Can you reproduce each of the following rows word for word, without changing anything?

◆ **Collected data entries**

§ §

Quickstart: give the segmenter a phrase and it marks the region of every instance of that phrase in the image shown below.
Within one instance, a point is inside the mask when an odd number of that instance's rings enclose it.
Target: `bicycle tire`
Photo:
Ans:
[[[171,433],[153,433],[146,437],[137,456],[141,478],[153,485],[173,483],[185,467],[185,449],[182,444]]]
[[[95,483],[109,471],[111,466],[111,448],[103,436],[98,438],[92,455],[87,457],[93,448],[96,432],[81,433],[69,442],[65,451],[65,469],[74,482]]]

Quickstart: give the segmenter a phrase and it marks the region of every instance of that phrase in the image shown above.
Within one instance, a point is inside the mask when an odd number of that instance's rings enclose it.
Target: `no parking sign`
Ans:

§ §

◆ **Output**
Quickstart: give the segmenter a phrase and it marks the region of every instance of that phrase in the image shown below.
Within one instance, a point is inside the mask when an odd number of that instance's rings enclose it.
Target: `bicycle tire`
Photo:
Ans:
[[[171,433],[153,433],[146,437],[137,456],[141,478],[153,485],[173,483],[185,467],[185,449],[182,444]]]
[[[95,483],[109,471],[111,466],[111,448],[103,436],[98,438],[92,455],[87,457],[93,448],[96,432],[81,433],[69,442],[65,451],[65,469],[74,482]]]

Quickstart: give the segmenter a phrase and it marks the region of every instance of that phrase in the image shown above.
Within one instance, a point is inside the mask when an odd number of that instance's rings enclose it.
Target: `no parking sign`
Ans:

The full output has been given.